TASK BRIEF:
Count the lines in the data below that contain the string "positive", matching case exactly. Reply with the number alone.

--- EXCERPTED RECORDS Enclosed Below ---

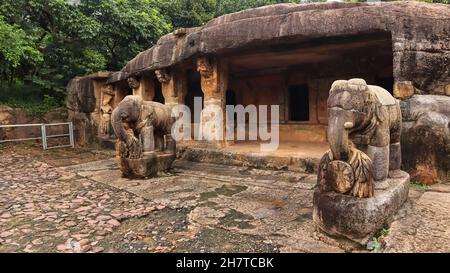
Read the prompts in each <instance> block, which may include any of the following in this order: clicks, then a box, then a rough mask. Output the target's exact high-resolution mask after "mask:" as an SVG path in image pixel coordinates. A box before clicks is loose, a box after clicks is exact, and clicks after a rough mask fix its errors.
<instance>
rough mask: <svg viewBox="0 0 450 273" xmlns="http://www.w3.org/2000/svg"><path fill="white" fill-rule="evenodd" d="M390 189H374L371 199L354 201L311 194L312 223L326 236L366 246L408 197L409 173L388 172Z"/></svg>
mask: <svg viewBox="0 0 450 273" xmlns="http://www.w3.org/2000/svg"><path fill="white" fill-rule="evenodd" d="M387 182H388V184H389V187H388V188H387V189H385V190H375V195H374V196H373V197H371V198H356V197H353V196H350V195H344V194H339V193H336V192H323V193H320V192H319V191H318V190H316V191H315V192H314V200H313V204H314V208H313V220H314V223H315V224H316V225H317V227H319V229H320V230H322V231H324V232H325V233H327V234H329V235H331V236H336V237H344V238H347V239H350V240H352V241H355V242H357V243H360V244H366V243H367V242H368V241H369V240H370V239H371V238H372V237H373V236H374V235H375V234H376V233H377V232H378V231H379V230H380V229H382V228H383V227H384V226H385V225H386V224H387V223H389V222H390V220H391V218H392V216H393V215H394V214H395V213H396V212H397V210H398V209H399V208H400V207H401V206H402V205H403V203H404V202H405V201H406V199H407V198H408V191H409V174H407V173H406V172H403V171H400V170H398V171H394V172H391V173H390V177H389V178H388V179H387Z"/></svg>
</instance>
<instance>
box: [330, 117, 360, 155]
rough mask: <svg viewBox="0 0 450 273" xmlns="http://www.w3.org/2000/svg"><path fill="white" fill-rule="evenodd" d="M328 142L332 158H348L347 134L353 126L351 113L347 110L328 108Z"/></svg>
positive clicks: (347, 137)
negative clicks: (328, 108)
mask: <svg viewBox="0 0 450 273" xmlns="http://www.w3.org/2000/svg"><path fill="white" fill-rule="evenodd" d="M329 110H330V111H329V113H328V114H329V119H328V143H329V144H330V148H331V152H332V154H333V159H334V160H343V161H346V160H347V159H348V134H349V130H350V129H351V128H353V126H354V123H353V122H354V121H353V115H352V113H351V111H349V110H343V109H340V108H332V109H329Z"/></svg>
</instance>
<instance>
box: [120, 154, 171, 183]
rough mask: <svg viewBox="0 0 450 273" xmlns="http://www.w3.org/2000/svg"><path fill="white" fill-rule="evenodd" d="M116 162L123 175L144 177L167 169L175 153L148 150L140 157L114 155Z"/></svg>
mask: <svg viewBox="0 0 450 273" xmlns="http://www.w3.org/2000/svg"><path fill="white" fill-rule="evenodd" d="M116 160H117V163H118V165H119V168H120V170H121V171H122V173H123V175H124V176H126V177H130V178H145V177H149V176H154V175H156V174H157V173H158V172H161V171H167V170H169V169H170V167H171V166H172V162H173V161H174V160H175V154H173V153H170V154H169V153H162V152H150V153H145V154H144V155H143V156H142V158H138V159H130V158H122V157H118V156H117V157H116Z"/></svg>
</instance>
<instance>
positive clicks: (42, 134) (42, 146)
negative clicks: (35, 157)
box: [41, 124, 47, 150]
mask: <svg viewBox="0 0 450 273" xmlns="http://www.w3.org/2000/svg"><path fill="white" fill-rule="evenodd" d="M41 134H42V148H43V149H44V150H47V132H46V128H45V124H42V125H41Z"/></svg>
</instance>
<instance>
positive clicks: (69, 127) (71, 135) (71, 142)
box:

--- End of Enclosed EXCERPTED RECORDS ---

SOLUTION FOR THIS TASK:
3